> STATED GOAL
Identify every line in the rows that contains the word "slope", and copy each such line.

> Excerpts from a dataset on pointing at objects
'''

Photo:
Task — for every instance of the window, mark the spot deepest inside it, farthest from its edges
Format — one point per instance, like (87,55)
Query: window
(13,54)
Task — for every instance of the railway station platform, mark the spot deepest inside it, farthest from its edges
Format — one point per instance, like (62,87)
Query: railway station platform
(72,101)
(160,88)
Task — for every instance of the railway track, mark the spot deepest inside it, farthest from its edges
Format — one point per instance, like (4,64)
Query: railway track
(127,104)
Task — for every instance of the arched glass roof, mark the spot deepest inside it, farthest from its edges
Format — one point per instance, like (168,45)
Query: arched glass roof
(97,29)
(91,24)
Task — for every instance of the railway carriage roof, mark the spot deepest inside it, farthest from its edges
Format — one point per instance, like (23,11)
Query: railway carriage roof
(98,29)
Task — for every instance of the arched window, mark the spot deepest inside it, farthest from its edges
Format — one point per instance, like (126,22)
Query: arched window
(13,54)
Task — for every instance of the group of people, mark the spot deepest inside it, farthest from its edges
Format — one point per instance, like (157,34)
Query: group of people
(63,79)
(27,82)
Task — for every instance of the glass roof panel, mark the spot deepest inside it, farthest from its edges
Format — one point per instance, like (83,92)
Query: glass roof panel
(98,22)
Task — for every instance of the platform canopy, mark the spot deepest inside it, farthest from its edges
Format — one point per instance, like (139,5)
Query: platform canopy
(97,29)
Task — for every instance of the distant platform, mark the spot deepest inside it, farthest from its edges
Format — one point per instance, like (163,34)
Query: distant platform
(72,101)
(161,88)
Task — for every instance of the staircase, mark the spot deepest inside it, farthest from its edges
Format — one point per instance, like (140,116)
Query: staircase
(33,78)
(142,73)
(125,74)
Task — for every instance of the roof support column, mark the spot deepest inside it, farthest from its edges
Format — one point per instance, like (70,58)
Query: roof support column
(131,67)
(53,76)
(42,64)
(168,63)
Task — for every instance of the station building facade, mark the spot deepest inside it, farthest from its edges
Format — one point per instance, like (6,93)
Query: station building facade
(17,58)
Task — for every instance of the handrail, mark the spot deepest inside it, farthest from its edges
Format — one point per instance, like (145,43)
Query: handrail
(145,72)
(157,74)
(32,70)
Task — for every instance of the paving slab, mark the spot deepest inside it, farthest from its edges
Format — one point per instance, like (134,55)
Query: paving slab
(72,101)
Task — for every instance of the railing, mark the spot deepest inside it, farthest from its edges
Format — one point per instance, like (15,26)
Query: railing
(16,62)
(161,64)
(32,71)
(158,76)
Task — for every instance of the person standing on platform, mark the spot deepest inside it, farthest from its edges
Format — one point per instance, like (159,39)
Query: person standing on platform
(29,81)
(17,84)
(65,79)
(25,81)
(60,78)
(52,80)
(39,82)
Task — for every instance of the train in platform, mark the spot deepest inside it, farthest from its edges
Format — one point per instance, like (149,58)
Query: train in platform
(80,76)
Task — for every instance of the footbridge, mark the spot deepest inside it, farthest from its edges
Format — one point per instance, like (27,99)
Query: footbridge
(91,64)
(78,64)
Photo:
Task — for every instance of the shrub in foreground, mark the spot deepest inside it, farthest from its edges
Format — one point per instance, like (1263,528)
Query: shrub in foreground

'''
'''

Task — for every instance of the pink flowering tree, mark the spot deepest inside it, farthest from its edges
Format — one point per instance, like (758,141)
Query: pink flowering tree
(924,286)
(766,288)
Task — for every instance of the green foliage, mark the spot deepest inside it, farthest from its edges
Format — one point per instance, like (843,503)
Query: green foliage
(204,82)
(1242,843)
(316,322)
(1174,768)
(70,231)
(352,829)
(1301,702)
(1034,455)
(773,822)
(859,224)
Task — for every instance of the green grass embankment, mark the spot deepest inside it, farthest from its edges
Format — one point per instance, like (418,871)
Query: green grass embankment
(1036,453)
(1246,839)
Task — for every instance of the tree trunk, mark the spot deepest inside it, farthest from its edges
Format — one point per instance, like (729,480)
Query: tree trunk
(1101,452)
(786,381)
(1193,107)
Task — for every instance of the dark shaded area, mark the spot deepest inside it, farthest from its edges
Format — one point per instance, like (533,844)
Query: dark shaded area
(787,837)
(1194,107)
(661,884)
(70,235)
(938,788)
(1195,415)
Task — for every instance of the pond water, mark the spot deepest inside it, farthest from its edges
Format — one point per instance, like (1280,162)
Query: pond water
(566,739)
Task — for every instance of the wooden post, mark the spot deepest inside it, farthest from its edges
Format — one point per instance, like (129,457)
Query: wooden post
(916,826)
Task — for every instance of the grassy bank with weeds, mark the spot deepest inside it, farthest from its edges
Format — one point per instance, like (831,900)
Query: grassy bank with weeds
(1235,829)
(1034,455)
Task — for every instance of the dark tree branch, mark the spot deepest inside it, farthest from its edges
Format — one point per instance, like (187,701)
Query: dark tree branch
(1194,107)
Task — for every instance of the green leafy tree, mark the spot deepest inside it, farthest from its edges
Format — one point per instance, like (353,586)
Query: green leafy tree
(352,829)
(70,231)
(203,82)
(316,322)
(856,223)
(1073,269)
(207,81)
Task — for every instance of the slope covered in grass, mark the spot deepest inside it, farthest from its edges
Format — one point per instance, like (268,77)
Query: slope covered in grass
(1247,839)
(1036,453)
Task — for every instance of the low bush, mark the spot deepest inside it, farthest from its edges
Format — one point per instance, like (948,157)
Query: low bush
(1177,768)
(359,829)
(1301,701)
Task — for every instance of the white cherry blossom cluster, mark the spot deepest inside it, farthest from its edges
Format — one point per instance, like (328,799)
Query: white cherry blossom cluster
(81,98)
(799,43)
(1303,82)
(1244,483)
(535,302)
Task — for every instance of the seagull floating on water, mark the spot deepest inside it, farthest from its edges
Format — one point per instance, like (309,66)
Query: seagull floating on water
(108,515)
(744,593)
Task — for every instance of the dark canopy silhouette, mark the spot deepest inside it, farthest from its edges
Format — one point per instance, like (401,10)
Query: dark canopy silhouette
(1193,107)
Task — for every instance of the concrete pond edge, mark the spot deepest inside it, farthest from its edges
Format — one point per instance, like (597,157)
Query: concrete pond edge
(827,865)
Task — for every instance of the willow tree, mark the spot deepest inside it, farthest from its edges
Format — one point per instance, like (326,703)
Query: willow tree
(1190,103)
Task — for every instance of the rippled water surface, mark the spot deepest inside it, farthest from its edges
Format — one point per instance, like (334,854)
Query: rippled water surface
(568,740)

'''

> OUTPUT OF THE TASK
Task — for every instance of the slope covered in grass, mark the spot deepest inside it, farthest from its edges
Query: slope covered in grass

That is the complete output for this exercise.